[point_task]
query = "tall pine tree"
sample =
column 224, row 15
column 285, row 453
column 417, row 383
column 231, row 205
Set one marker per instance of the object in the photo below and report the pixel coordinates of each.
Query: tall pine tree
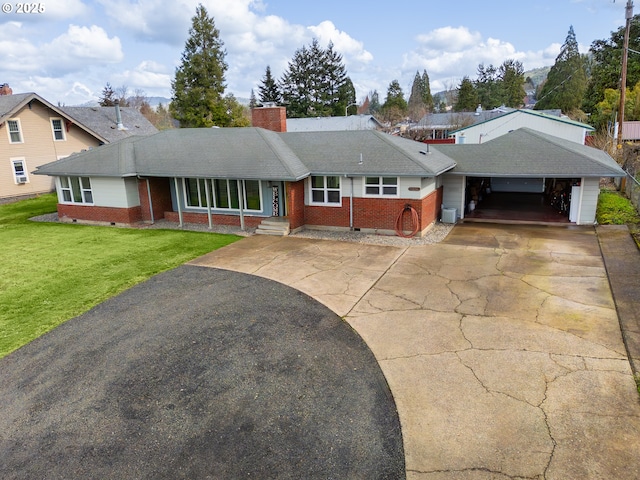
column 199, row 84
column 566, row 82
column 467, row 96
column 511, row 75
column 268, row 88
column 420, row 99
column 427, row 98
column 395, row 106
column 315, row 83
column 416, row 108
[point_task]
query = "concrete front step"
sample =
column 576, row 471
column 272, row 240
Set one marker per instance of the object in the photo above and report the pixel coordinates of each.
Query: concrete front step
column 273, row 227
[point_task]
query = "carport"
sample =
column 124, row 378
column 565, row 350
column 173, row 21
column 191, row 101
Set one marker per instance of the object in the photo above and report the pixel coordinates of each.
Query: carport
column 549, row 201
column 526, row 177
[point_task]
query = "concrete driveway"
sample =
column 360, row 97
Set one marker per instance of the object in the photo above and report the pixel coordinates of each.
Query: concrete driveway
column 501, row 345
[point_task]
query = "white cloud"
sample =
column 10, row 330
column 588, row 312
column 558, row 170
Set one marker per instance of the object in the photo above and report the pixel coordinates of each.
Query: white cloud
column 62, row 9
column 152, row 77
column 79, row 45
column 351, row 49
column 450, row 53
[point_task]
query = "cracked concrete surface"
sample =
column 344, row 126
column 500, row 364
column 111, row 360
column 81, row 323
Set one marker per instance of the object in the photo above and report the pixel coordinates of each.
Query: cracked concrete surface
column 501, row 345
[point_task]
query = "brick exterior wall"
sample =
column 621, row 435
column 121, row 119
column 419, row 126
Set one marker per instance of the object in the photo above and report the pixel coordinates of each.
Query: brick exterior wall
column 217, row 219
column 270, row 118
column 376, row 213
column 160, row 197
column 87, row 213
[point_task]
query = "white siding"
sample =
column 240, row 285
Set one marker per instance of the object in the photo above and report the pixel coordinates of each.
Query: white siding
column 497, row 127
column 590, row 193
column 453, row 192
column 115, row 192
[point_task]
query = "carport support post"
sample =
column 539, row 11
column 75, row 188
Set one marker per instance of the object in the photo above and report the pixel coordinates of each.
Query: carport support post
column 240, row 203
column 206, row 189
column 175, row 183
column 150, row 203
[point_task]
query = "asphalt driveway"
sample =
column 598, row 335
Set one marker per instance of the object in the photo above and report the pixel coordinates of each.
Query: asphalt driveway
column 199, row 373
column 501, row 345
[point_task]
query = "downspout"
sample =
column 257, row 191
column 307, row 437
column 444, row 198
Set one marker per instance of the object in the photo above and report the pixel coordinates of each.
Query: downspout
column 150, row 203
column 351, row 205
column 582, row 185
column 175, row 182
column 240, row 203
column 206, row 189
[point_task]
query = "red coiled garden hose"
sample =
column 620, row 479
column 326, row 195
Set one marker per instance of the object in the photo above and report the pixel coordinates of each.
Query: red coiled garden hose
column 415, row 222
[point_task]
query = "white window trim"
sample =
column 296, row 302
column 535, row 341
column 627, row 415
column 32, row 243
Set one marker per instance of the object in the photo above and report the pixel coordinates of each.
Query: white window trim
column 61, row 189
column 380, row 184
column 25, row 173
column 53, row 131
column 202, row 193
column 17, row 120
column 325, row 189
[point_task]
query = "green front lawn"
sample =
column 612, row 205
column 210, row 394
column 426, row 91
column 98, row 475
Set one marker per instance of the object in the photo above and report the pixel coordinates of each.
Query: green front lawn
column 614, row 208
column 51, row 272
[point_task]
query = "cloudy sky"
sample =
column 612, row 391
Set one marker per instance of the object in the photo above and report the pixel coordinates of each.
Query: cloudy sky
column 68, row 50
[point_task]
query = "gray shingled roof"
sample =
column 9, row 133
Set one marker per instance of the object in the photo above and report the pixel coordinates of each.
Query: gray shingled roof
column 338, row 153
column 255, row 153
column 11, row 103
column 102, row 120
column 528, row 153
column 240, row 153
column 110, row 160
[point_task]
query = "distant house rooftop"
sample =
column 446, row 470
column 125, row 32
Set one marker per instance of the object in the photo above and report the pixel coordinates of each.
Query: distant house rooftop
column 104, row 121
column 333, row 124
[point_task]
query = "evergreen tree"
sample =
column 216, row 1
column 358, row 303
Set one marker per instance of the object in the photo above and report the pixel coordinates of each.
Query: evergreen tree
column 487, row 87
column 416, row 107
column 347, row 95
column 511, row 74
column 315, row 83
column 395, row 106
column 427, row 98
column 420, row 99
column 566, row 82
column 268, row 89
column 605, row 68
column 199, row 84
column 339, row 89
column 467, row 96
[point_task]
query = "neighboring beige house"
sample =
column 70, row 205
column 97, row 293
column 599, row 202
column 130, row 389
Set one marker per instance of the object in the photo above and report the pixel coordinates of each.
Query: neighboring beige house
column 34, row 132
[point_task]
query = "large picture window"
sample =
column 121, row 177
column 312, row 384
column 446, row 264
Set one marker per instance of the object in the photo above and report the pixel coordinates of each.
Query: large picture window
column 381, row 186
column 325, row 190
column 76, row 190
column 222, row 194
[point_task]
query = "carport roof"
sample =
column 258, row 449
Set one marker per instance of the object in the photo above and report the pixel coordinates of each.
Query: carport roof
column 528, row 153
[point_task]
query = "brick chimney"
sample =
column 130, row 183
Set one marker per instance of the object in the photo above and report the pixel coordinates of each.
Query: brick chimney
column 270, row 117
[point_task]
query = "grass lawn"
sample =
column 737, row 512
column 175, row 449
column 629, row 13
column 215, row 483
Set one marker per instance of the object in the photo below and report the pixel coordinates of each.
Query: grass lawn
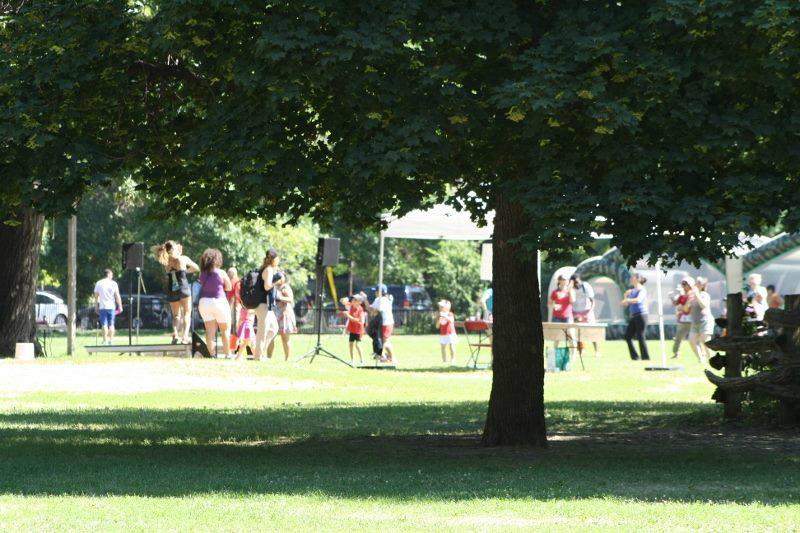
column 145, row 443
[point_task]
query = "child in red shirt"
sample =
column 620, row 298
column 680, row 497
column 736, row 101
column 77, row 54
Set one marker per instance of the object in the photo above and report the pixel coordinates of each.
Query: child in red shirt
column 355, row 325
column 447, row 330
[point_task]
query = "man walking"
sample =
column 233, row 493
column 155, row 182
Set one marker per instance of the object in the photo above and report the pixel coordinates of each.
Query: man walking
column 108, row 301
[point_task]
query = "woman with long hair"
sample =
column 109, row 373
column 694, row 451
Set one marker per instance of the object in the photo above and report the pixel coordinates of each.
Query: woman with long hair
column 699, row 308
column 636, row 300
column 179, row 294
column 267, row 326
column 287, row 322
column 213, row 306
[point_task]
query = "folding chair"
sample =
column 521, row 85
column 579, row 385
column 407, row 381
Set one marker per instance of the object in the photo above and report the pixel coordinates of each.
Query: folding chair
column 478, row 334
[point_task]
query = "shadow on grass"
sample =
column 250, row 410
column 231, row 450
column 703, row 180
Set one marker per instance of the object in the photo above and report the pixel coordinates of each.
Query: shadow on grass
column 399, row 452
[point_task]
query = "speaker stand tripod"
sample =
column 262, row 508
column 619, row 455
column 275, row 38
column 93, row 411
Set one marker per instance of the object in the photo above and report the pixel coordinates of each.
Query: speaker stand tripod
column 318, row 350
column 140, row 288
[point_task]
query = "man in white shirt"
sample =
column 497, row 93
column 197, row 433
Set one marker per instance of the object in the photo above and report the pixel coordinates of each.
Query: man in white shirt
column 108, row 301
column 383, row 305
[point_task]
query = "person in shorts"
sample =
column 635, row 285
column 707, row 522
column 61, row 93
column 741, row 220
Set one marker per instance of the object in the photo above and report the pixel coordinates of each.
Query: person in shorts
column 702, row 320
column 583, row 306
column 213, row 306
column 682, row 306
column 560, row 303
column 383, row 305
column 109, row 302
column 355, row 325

▶ **AIM OF THE TASK**:
Express all the lines above as a JSON list of strings, one string per line, omitting blank lines and leaving out the pictures.

▶ **EXERCISE RESULT**:
[
  "[point_task]",
  "query = \"tall pine tree\"",
  "sample =",
  "column 224, row 15",
  "column 285, row 453",
  "column 417, row 383",
  "column 231, row 205",
  "Set one marker per instance of the object in the photo below and report the pixel coordinates of each.",
  "Query: tall pine tree",
  "column 199, row 84",
  "column 566, row 82",
  "column 467, row 96",
  "column 511, row 75",
  "column 268, row 88",
  "column 420, row 99",
  "column 427, row 98",
  "column 395, row 106",
  "column 315, row 83",
  "column 416, row 108",
  "[point_task]",
  "query = \"concrete front step\"",
  "sample =",
  "column 576, row 471",
  "column 272, row 240",
  "Set one marker per instance of the object in the photo above and report the pixel coordinates of each.",
  "Query: concrete front step",
  "column 273, row 227",
  "[point_task]",
  "query = \"carport\"",
  "sample =",
  "column 124, row 378",
  "column 565, row 350",
  "column 173, row 21",
  "column 191, row 101",
  "Set one marker per instance of the object in the photo above and report the pixel coordinates of each.",
  "Query: carport",
  "column 549, row 201",
  "column 526, row 177",
  "[point_task]",
  "query = \"concrete driveway\"",
  "sample =",
  "column 360, row 97",
  "Set one marker per instance of the object in the photo above and report the pixel coordinates of each.",
  "Query: concrete driveway",
  "column 501, row 345",
  "[point_task]",
  "query = \"white cloud\"",
  "sample =",
  "column 10, row 330",
  "column 588, row 312",
  "column 558, row 170",
  "Set one marker per instance of the object in the photo above and report the pixel coordinates of each.",
  "Query: white cloud",
  "column 62, row 9",
  "column 152, row 77",
  "column 79, row 45",
  "column 351, row 49",
  "column 450, row 53",
  "[point_task]",
  "query = \"cracked concrete surface\"",
  "sample =",
  "column 344, row 126",
  "column 500, row 364",
  "column 111, row 360",
  "column 81, row 323",
  "Set one marker per instance of the object in the photo above and report the pixel coordinates of each.",
  "Query: cracked concrete surface",
  "column 501, row 345",
  "[point_task]",
  "query = \"brick exterior wall\"",
  "sample =",
  "column 621, row 435",
  "column 121, row 119",
  "column 419, row 126",
  "Set one marker per instance of the object in the photo above and report the pixel coordinates of each.",
  "Query: brick exterior wall",
  "column 217, row 219",
  "column 270, row 118",
  "column 376, row 213",
  "column 160, row 197",
  "column 87, row 213",
  "[point_task]",
  "query = \"white siding\"",
  "sample =",
  "column 240, row 285",
  "Set one marker per instance of the object in the photo above and report the pixel coordinates of each.",
  "Query: white siding",
  "column 497, row 127",
  "column 590, row 193",
  "column 453, row 192",
  "column 115, row 192",
  "[point_task]",
  "query = \"carport support post\"",
  "sample =",
  "column 539, row 11",
  "column 75, row 188",
  "Set one marker per instance of the object in the photo above and report the pixel coordinates of each.",
  "Query: carport support post",
  "column 240, row 203",
  "column 206, row 189",
  "column 175, row 183",
  "column 150, row 203",
  "[point_task]",
  "query = \"asphalt driveway\"",
  "sample =",
  "column 598, row 335",
  "Set one marker per instance of the object in the photo above and report the pixel coordinates of each.",
  "Query: asphalt driveway",
  "column 199, row 373",
  "column 501, row 345",
  "[point_task]",
  "query = \"downspout\"",
  "sample =",
  "column 257, row 191",
  "column 307, row 437",
  "column 444, row 198",
  "Set one marker per instance of the object in the photo above and report the pixel coordinates of each.",
  "Query: downspout",
  "column 150, row 203",
  "column 351, row 205",
  "column 582, row 185",
  "column 175, row 182",
  "column 240, row 203",
  "column 206, row 189",
  "[point_task]",
  "query = \"red coiled garden hose\"",
  "sample =",
  "column 620, row 479",
  "column 326, row 195",
  "Set one marker per instance of the object in the photo above and report the pixel coordinates of each.",
  "Query: red coiled garden hose",
  "column 415, row 222",
  "[point_task]",
  "query = \"white window trim\"",
  "sample =",
  "column 296, row 302",
  "column 535, row 341",
  "column 627, row 415",
  "column 32, row 243",
  "Set one marker per instance of the object in the photo above and report the pixel coordinates of each.",
  "Query: white window trim",
  "column 61, row 189",
  "column 380, row 184",
  "column 25, row 173",
  "column 53, row 131",
  "column 202, row 193",
  "column 17, row 120",
  "column 325, row 189",
  "[point_task]",
  "query = \"green front lawn\"",
  "sample =",
  "column 612, row 205",
  "column 210, row 394",
  "column 426, row 91",
  "column 98, row 475",
  "Set one marker per instance of the object in the photo above and report the pixel coordinates of each.",
  "Query: green front lawn",
  "column 614, row 208",
  "column 51, row 272",
  "[point_task]",
  "query = \"cloudy sky\"",
  "sample =",
  "column 612, row 391",
  "Set one marker per instance of the object in the photo above and report the pixel coordinates of each.",
  "Query: cloudy sky",
  "column 68, row 50",
  "[point_task]",
  "query = \"gray shingled roof\"",
  "sample =",
  "column 9, row 133",
  "Set one marker per instance of the object in the photo above and report the pixel coordinates of each.",
  "Query: gray shingled roof",
  "column 338, row 153",
  "column 255, row 153",
  "column 11, row 103",
  "column 102, row 120",
  "column 528, row 153",
  "column 240, row 153",
  "column 110, row 160",
  "[point_task]",
  "query = \"distant house rooftop\"",
  "sample =",
  "column 446, row 470",
  "column 125, row 32",
  "Set one marker per instance of the object in the photo above and report the pixel coordinates of each.",
  "Query: distant house rooftop",
  "column 104, row 121",
  "column 333, row 124",
  "[point_task]",
  "query = \"evergreen tree\"",
  "sample =",
  "column 216, row 1",
  "column 358, row 303",
  "Set one marker per instance of the object in the photo above and report the pixel coordinates of each.",
  "Query: evergreen tree",
  "column 487, row 87",
  "column 416, row 107",
  "column 347, row 95",
  "column 511, row 74",
  "column 315, row 83",
  "column 395, row 106",
  "column 427, row 98",
  "column 420, row 99",
  "column 566, row 82",
  "column 268, row 89",
  "column 605, row 68",
  "column 199, row 84",
  "column 339, row 89",
  "column 467, row 96",
  "[point_task]",
  "query = \"neighboring beige house\"",
  "sample =",
  "column 70, row 205",
  "column 97, row 293",
  "column 599, row 202",
  "column 130, row 389",
  "Set one marker per instance of the object in the photo above and report the pixel coordinates of each.",
  "Query: neighboring beige house",
  "column 34, row 132",
  "[point_task]",
  "query = \"large picture window\"",
  "sample =",
  "column 121, row 177",
  "column 312, row 384",
  "column 446, row 264",
  "Set one marker per instance of the object in the photo above and report the pixel coordinates of each.",
  "Query: large picture window",
  "column 381, row 186",
  "column 325, row 190",
  "column 76, row 190",
  "column 222, row 194",
  "[point_task]",
  "query = \"carport roof\"",
  "sample =",
  "column 258, row 449",
  "Set one marker per instance of the object in the photo above and report the pixel coordinates of each.",
  "Query: carport roof",
  "column 528, row 153",
  "[point_task]",
  "query = \"brick chimney\"",
  "sample =",
  "column 130, row 183",
  "Set one marker per instance of the object in the photo above and report the pixel coordinates of each.",
  "Query: brick chimney",
  "column 270, row 117",
  "[point_task]",
  "query = \"grass lawn\"",
  "sample =",
  "column 737, row 512",
  "column 175, row 449",
  "column 629, row 13",
  "column 215, row 483",
  "Set one marker per instance of the object in the photo below and report the pixel coordinates of each.",
  "Query: grass lawn",
  "column 145, row 443",
  "[point_task]",
  "query = \"child in red shirt\"",
  "sample =",
  "column 620, row 298",
  "column 680, row 497",
  "column 736, row 101",
  "column 77, row 54",
  "Set one marker per instance of the object in the photo above and report the pixel coordinates of each.",
  "Query: child in red shirt",
  "column 355, row 325",
  "column 447, row 330",
  "[point_task]",
  "query = \"man walking\"",
  "sample =",
  "column 233, row 493",
  "column 155, row 182",
  "Set one marker per instance of the object in the photo above and report the pixel coordinates of each.",
  "Query: man walking",
  "column 108, row 301",
  "[point_task]",
  "query = \"woman with long hair\"",
  "sample =",
  "column 109, row 373",
  "column 694, row 451",
  "Set one marker per instance of the object in the photo above and report the pixel coordinates of each.",
  "Query: woman with long hair",
  "column 699, row 308",
  "column 636, row 300",
  "column 179, row 294",
  "column 267, row 326",
  "column 287, row 322",
  "column 213, row 306",
  "[point_task]",
  "query = \"folding chair\"",
  "sample =",
  "column 521, row 85",
  "column 579, row 385",
  "column 407, row 381",
  "Set one marker per instance of the object in the photo above and report the pixel coordinates of each.",
  "Query: folding chair",
  "column 478, row 334",
  "[point_task]",
  "query = \"shadow on grass\"",
  "sample =",
  "column 250, row 410",
  "column 231, row 450",
  "column 703, row 180",
  "Set one marker per instance of the object in the photo above and report the pixel coordinates of each.",
  "Query: shadow on grass",
  "column 399, row 452",
  "[point_task]",
  "query = \"speaker stand tripod\"",
  "sample =",
  "column 262, row 508",
  "column 619, row 455",
  "column 275, row 38",
  "column 93, row 411",
  "Set one marker per instance of the object in the photo above and report the pixel coordinates of each.",
  "Query: speaker stand tripod",
  "column 318, row 350",
  "column 140, row 288",
  "[point_task]",
  "query = \"man in white shirt\"",
  "sample =",
  "column 497, row 93",
  "column 197, row 433",
  "Set one marker per instance of the object in the photo above and report the pixel coordinates of each.",
  "Query: man in white shirt",
  "column 108, row 301",
  "column 383, row 305",
  "[point_task]",
  "query = \"person in shorts\"",
  "sample =",
  "column 635, row 285",
  "column 707, row 522",
  "column 61, row 93",
  "column 741, row 220",
  "Set one marker per instance of the object in the photo above and report the pixel coordinates of each.",
  "Query: person in shorts",
  "column 702, row 320",
  "column 583, row 306",
  "column 213, row 306",
  "column 682, row 306",
  "column 560, row 303",
  "column 383, row 305",
  "column 109, row 302",
  "column 355, row 325"
]